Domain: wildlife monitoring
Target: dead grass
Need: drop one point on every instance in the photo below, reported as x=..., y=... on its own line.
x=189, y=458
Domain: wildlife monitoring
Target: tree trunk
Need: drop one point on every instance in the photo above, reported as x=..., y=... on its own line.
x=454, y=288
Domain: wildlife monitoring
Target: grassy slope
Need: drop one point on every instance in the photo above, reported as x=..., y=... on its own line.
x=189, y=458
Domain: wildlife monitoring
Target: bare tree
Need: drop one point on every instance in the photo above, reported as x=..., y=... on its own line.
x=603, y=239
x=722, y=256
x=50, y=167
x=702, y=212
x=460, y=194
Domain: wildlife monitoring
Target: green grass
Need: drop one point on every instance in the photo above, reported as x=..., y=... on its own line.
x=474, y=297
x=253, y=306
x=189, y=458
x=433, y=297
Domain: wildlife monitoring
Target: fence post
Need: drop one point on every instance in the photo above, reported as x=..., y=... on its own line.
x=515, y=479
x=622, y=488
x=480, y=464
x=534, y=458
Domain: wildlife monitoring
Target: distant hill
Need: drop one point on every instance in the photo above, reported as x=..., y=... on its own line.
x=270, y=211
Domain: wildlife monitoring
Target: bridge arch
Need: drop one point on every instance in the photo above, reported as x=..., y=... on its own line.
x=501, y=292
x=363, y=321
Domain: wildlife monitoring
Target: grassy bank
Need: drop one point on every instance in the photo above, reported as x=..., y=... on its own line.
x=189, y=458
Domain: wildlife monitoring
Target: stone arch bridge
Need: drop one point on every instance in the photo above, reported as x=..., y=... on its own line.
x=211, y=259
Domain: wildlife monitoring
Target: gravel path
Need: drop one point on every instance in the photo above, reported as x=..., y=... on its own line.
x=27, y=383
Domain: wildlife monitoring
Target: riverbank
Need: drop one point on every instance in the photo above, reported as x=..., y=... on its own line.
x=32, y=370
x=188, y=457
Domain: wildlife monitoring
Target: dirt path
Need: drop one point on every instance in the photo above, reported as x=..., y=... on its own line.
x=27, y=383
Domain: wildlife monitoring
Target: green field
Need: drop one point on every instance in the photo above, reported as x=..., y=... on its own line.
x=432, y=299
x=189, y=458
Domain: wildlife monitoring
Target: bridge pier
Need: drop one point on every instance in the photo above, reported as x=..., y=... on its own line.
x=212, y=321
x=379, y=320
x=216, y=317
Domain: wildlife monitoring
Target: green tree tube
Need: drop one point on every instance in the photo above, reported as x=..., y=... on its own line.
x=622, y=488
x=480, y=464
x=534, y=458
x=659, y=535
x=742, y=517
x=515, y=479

----------------------------------------

DO THIS – Add 87 to every x and y coordinate in the answers, and write out each line from the beginning of the entries through the line containing "x=460, y=194", with both of those lines included and the rest of each line left unchanged.

SOLUTION TO THIS PROBLEM –
Domain: wildlife monitoring
Target: dead grass
Need: drop one point on every instance in the photo below, reported as x=..., y=... on its own line.
x=276, y=545
Domain: wildlife monitoring
Target: tree trunk
Need: drop one point on every instance in the photo above, reported as x=..., y=... on its own line.
x=541, y=375
Domain: wildlife monitoring
Target: grassy slope
Need: drop one point on every instance in the photo above, reported as x=..., y=... on its own line.
x=276, y=545
Domain: wildlife monitoring
Target: bare tree
Need: drop one point on every instance in the photo above, reported as x=..., y=... on its own line.
x=690, y=326
x=809, y=343
x=137, y=254
x=789, y=299
x=547, y=281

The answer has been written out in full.